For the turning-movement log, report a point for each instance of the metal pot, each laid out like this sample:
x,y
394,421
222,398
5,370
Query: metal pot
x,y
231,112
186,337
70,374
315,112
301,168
--
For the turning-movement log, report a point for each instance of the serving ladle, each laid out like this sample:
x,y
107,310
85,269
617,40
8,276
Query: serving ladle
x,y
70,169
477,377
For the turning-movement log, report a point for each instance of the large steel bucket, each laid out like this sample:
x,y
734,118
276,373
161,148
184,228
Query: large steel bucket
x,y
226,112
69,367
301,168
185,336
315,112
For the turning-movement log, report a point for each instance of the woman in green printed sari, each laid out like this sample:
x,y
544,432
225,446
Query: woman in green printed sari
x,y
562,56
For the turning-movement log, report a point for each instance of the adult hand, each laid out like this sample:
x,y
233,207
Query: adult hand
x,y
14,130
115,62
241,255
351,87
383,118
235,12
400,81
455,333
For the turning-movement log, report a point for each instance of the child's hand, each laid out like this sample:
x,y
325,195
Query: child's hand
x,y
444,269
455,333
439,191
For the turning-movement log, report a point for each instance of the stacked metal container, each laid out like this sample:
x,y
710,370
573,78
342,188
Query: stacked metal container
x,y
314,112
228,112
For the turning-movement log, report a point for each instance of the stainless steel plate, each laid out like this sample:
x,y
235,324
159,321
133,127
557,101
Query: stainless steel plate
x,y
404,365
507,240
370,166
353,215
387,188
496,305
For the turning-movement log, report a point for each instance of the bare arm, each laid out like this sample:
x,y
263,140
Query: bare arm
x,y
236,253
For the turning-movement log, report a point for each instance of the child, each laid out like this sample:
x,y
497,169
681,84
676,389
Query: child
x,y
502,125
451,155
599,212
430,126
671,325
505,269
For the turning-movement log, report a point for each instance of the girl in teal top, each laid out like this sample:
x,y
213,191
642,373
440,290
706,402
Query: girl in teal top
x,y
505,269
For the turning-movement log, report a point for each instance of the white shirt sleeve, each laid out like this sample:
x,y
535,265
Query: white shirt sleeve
---
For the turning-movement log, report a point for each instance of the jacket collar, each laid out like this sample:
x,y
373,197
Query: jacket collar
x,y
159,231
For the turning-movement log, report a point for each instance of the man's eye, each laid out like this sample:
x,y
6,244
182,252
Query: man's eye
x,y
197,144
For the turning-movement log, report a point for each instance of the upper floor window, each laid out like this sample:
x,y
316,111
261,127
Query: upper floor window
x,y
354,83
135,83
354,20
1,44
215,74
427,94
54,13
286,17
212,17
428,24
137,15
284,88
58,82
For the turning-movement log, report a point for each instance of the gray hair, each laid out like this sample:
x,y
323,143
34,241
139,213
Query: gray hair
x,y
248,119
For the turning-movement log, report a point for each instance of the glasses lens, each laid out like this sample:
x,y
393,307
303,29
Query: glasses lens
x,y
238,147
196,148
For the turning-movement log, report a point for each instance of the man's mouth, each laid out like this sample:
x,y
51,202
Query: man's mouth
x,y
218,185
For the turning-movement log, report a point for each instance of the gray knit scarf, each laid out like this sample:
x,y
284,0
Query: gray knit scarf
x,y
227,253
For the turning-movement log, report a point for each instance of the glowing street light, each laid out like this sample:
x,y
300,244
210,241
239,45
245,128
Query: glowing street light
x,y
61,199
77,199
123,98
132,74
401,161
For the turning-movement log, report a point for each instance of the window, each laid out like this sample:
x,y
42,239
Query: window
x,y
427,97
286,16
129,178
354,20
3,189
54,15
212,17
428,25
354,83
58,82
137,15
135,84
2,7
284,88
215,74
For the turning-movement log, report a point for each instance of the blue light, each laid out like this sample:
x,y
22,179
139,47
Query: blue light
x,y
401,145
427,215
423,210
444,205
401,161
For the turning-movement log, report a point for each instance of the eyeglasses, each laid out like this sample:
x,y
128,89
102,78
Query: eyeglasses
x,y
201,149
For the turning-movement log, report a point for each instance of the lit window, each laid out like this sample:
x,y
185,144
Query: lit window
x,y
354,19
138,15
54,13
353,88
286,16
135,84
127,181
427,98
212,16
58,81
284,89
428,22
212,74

Exercise description
Copy the listing starting at the line that contains "of the bare" and ending at the line that contains "Query: white shirt sleeve", both lines included, with the requests kept in. Add 87 to every x and y coordinate in the answers, and leave the requests and their sample coordinates unchanged.

Problem solution
For the turning-movement log, report a point for each instance of the bare arm, each laid out like this sample:
x,y
263,140
Query: bare arm
x,y
323,340
For the turning-movement log, report a point for each instance of the child, each laid out like this sample:
x,y
497,169
681,84
676,389
Query: child
x,y
589,212
538,242
686,299
517,213
758,412
592,356
For the turning-movement log, report a point for each instance of the girl in teal top, each laid out like this sample:
x,y
213,191
642,373
440,290
706,402
Query: girl in teal top
x,y
592,356
For the turning-movement log, report a point for each instance of the white shirt sleeve, each laid out like this sample:
x,y
535,265
Query: white shirt sleeve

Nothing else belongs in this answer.